After my Omni story, Tomorrow’s Child, optioned and then sold outright as a feature film to Universal Studios, I went off for some years to study screenplay writing. I wrote half a dozen, including Tesla: A Worthy of His Time, now an ebook.

As generous as the people were who helped me with the Tomorrow’s Child deal, the Hollywood Machine is even more difficult to deal with than New York Publishing.

Anyway, writing prose is my first love.

When the e-book revolution took off in 2010, I devoted time to uploading Summer of Love, The Gilded Age, a number of my longer previously published stories, a story collection Strange Ladies: 7 Stories of previously published short fiction, an urban fantasy, The Garden of Abracadabra, and a historical romantic suspense, Celestial Girl (A Lily Modjeska Mystery).

Four years of relaunching into ebook publishing just wasn’t enough, though, and I returned to my roots: writing short stories. I spent some months in 2014 writing stories. Two of them sold, “Teardrop,” published in the May-June 2015 Magazine of Fantasy and Science Fiction, and “Tomorrow Is A Lovely Day,” to be published in the November-December Magazine of Fantasy and Science Fiction.

· · ·

# DIRECTIONS FOR THIS TASK
Copy the stretch of the writing-career text from "Anyway, writing prose" through "Lily Modjeska Mystery).", substituting "fiction" for "prose".

· · ·

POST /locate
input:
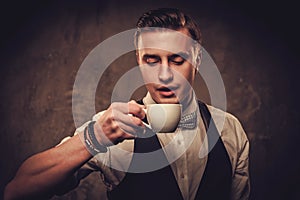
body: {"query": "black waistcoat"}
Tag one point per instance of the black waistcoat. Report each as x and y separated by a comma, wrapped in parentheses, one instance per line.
(161, 184)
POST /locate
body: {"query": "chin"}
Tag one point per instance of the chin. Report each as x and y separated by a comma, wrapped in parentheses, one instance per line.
(168, 100)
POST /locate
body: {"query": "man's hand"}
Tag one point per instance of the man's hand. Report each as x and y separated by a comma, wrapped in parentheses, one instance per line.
(121, 121)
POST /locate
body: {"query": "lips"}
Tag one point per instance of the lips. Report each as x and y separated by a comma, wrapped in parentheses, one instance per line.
(166, 91)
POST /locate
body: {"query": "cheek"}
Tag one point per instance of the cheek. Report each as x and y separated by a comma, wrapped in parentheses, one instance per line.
(150, 75)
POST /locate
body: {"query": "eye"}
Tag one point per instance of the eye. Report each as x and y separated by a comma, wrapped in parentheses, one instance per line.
(178, 60)
(151, 60)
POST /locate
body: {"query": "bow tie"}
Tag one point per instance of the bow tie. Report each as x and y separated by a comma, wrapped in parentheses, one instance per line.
(188, 121)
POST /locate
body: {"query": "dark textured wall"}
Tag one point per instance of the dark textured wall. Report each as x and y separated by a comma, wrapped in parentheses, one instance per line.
(254, 46)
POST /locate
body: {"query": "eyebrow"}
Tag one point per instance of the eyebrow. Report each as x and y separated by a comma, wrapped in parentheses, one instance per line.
(184, 55)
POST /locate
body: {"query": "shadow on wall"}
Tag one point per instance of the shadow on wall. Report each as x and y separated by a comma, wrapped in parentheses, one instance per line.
(44, 47)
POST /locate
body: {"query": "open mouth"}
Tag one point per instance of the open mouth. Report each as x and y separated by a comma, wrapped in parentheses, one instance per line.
(165, 91)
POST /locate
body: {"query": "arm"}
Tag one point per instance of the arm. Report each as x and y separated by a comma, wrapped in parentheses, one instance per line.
(241, 179)
(43, 174)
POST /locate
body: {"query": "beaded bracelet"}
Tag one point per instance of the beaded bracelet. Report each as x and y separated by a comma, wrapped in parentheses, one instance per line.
(93, 138)
(88, 144)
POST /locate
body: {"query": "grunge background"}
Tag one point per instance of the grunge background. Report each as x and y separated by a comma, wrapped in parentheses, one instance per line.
(254, 44)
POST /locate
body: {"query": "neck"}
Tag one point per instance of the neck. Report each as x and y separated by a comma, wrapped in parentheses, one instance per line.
(189, 103)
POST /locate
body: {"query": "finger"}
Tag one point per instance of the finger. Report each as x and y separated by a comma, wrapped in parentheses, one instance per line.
(136, 109)
(128, 119)
(129, 108)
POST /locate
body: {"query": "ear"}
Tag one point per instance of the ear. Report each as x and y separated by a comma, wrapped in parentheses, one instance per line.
(137, 56)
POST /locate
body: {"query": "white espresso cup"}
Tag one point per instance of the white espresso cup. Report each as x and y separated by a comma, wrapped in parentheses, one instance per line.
(163, 118)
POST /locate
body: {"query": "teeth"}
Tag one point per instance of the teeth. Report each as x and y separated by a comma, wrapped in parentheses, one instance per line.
(164, 89)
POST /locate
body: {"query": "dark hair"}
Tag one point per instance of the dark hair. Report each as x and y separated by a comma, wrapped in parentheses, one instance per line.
(170, 18)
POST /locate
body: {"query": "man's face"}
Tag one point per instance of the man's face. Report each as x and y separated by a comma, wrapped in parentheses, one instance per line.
(166, 61)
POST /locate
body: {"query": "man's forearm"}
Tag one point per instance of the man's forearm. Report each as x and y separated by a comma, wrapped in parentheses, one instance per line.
(42, 173)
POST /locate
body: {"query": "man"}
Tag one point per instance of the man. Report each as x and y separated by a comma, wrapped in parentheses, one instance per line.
(168, 52)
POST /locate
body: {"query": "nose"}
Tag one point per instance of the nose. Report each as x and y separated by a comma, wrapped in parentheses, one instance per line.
(165, 74)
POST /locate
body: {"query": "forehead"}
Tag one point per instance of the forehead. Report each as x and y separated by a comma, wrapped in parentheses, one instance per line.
(166, 40)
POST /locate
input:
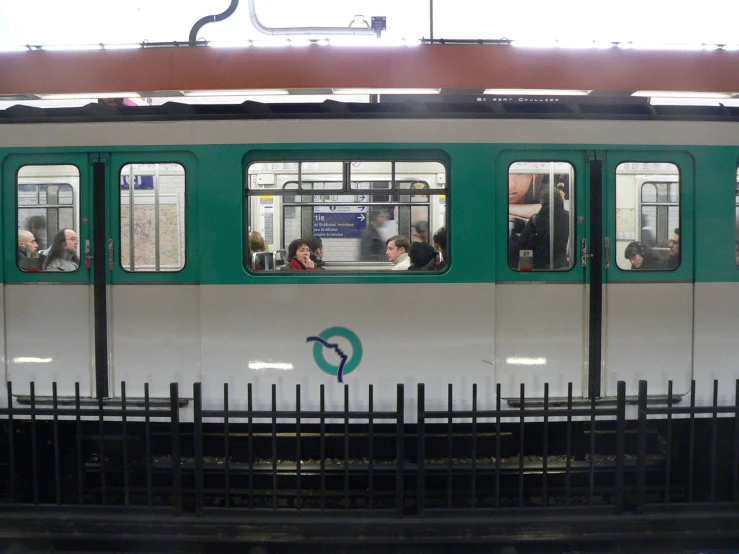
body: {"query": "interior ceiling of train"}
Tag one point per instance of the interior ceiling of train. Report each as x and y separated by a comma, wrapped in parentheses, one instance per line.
(83, 25)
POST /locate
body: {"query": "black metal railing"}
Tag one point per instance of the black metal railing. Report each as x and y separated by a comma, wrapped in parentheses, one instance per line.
(564, 455)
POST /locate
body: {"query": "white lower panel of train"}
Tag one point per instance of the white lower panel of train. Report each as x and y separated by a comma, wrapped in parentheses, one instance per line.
(409, 333)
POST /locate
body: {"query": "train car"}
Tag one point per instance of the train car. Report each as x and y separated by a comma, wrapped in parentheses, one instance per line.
(166, 289)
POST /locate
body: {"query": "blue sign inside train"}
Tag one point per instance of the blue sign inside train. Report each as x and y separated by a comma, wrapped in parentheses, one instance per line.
(140, 182)
(342, 225)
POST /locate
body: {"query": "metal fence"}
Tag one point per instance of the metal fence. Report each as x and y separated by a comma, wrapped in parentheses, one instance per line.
(561, 455)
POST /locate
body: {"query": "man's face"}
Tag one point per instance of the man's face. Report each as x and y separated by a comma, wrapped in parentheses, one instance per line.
(71, 242)
(393, 252)
(675, 245)
(31, 245)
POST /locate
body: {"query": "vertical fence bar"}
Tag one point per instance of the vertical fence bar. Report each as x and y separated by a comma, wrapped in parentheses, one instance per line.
(691, 453)
(147, 440)
(371, 450)
(591, 451)
(497, 444)
(101, 444)
(322, 428)
(124, 426)
(176, 452)
(474, 445)
(57, 468)
(298, 473)
(735, 492)
(274, 446)
(80, 461)
(641, 447)
(568, 459)
(449, 448)
(545, 450)
(521, 444)
(34, 442)
(420, 485)
(197, 392)
(399, 450)
(620, 444)
(11, 442)
(346, 447)
(226, 448)
(668, 461)
(714, 440)
(250, 427)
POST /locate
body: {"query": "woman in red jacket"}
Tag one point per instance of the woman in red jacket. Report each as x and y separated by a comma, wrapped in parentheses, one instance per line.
(299, 255)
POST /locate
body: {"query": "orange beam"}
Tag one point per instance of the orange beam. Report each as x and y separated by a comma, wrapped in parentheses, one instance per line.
(317, 67)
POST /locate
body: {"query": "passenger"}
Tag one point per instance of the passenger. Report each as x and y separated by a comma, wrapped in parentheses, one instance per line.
(642, 256)
(372, 247)
(298, 254)
(536, 235)
(62, 255)
(440, 245)
(316, 252)
(673, 260)
(256, 244)
(423, 257)
(397, 252)
(26, 244)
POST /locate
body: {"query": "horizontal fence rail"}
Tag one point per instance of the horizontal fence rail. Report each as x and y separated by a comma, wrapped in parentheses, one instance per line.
(480, 459)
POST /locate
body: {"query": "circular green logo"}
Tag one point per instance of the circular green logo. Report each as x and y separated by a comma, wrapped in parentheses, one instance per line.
(346, 365)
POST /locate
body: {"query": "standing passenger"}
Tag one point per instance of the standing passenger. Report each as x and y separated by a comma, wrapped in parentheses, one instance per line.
(62, 255)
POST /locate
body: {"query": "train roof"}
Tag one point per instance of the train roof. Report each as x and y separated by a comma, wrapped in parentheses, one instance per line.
(580, 108)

· · ·

# SOLUTION TO THIS TASK
Anyway, writing fiction is my first love.

When the e-book revolution took off in 2010, I devoted time to uploading Summer of Love, The Gilded Age, a number of my longer previously published stories, a story collection Strange Ladies: 7 Stories of previously published short fiction, an urban fantasy, The Garden of Abracadabra, and a historical romantic suspense, Celestial Girl (A Lily Modjeska Mystery).